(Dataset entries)
++++
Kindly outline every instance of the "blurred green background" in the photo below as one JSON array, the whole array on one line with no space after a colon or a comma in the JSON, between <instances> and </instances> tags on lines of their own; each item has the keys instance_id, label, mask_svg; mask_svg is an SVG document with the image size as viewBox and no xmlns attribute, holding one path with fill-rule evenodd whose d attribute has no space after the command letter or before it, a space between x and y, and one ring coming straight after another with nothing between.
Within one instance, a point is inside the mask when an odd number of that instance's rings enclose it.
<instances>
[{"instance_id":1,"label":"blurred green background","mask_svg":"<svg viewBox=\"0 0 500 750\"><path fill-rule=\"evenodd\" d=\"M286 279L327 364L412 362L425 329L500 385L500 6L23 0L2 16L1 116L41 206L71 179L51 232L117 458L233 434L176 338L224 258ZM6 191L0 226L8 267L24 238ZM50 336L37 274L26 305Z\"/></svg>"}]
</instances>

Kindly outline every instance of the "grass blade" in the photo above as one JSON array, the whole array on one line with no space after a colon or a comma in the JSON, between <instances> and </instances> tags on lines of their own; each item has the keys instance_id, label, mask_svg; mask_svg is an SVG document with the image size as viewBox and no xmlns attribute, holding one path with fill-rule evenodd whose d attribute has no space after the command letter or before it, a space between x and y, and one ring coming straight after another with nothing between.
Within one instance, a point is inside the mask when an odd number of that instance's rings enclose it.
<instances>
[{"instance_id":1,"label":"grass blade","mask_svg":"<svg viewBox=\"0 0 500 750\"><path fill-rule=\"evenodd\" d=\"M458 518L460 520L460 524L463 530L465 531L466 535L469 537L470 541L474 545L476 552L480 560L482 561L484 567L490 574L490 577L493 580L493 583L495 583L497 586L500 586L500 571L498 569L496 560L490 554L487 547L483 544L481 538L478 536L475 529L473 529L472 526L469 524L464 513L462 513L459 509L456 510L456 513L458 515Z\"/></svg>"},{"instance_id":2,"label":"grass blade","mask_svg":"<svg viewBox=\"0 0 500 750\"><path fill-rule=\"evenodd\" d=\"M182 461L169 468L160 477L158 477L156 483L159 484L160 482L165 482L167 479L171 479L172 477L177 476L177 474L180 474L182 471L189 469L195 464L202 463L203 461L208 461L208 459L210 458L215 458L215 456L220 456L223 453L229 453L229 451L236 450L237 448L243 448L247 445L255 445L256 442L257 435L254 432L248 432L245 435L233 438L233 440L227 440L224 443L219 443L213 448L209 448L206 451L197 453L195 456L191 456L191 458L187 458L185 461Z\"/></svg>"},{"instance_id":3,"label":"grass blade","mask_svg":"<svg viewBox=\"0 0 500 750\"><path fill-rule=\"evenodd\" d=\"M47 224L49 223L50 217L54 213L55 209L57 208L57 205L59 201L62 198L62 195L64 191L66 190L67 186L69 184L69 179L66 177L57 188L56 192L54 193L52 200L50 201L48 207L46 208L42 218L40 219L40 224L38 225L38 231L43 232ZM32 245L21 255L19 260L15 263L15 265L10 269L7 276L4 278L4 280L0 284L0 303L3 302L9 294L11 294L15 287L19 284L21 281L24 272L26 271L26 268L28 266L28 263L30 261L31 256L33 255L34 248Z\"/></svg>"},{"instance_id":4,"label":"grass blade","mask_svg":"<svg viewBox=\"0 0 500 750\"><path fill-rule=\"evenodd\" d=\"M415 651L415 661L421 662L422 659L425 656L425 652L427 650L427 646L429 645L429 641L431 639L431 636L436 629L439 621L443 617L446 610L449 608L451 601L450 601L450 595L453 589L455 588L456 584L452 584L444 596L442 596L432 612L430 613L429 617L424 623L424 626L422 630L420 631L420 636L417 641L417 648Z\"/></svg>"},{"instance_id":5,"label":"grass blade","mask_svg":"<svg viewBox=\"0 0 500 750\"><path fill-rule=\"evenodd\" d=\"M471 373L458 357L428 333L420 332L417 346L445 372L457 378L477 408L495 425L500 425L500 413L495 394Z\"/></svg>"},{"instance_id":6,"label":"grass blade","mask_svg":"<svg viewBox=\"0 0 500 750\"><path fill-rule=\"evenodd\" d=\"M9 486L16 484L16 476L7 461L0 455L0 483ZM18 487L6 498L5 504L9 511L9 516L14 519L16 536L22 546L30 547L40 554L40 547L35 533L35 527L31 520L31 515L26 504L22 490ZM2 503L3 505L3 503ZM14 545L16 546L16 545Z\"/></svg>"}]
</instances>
++++
■ Task objective: Repeat every line exactly, starting with the first line of the entries, and stop once the line containing "the photo above" has been given.

■ Result of this task:
Kindly outline every instance of the "blurred green background" in the photo below as one JSON array, the whole array on one line with no space after a colon or a comma in the JSON, between <instances> and </instances> tags on lines of their own; each item has the keys instance_id, label, mask_svg; mask_svg is an SVG document with the image size as viewBox and no xmlns attribute, holding one path with fill-rule evenodd whose d attribute has no space after the command letter or before it, a space between x and y, and one ring coming straight after another with nothing between.
Within one instance, a point is inside the mask when an odd number of that instance's rings enclose it.
<instances>
[{"instance_id":1,"label":"blurred green background","mask_svg":"<svg viewBox=\"0 0 500 750\"><path fill-rule=\"evenodd\" d=\"M286 279L327 364L412 362L425 329L500 385L500 6L23 0L2 16L1 116L41 206L71 179L51 232L117 458L233 434L176 338L224 258ZM6 191L0 226L8 267L24 238ZM50 336L37 274L26 305Z\"/></svg>"}]
</instances>

Kindly outline every instance of the "grass blade" in the photo above as one JSON array, the whole array on one line with no space after a colon or a comma in the JSON, between <instances> and </instances> tags on lines of their own; each item has the keys instance_id, label, mask_svg; mask_svg is an SVG document with the image size as viewBox and no xmlns attribute, holding one path with fill-rule evenodd whose d attribute has no space after the command letter or before it, a space between x and y, and one ring coming straight after another with nothing between.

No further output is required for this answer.